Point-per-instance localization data

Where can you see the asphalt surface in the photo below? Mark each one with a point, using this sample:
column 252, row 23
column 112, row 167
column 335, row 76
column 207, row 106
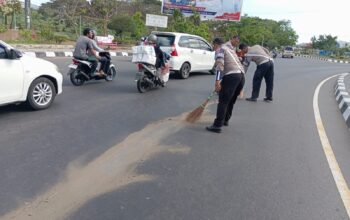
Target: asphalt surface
column 268, row 164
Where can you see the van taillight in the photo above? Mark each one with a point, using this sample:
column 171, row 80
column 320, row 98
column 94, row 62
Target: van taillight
column 173, row 51
column 139, row 66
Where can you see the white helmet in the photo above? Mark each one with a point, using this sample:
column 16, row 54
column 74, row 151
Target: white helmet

▶ TO DO
The entries are to be copied exactly, and each image is to be omitted.

▶ ANSWER SECTION
Where can you see the asphalt surface in the photo below? Mark each one with a point, using this sample:
column 252, row 23
column 112, row 167
column 335, row 76
column 207, row 106
Target: asphalt surface
column 268, row 164
Where can you see the van taillight in the photo above? Mark each one with a point, using this sample:
column 171, row 80
column 320, row 98
column 94, row 62
Target: van taillight
column 173, row 51
column 139, row 66
Where can you see the white helmet in the photo above? Mark each one with a point, using this sample:
column 16, row 54
column 74, row 151
Target: white helmet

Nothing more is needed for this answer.